Task material:
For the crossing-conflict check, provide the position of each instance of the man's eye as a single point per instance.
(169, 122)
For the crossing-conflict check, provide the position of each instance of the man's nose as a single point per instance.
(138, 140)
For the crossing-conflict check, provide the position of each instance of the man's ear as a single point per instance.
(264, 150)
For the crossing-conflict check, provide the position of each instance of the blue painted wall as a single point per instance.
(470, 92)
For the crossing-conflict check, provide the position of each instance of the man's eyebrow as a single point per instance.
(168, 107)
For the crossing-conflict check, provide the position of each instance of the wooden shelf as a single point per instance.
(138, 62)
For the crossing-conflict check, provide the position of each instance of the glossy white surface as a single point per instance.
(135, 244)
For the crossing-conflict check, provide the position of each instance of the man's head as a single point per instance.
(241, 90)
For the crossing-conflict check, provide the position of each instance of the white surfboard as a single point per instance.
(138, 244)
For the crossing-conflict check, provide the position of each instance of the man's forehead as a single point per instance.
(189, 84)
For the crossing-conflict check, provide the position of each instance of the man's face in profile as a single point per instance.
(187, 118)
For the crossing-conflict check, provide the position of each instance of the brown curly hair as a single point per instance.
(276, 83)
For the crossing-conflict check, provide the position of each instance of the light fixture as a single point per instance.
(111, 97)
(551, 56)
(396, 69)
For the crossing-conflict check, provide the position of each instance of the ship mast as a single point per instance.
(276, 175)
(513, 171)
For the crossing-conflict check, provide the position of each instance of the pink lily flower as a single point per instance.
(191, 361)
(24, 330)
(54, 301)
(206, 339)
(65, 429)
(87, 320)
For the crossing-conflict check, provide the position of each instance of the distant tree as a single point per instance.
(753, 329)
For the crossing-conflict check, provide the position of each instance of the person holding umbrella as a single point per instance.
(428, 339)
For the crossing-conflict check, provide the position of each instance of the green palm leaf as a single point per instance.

Task goal:
Express the data between the line holding "umbrella as a single point per instance." and the last line, inclusive, as a JSON list of strings with one string per line and no blank lines.

Correct response:
[
  "For the crossing-conflict check, provide the position of each instance of the person holding umbrella as a single point per instance.",
  "(428, 339)",
  "For the crossing-conflict check, provide the position of each instance of the green palm leaf as a single point per instance."
]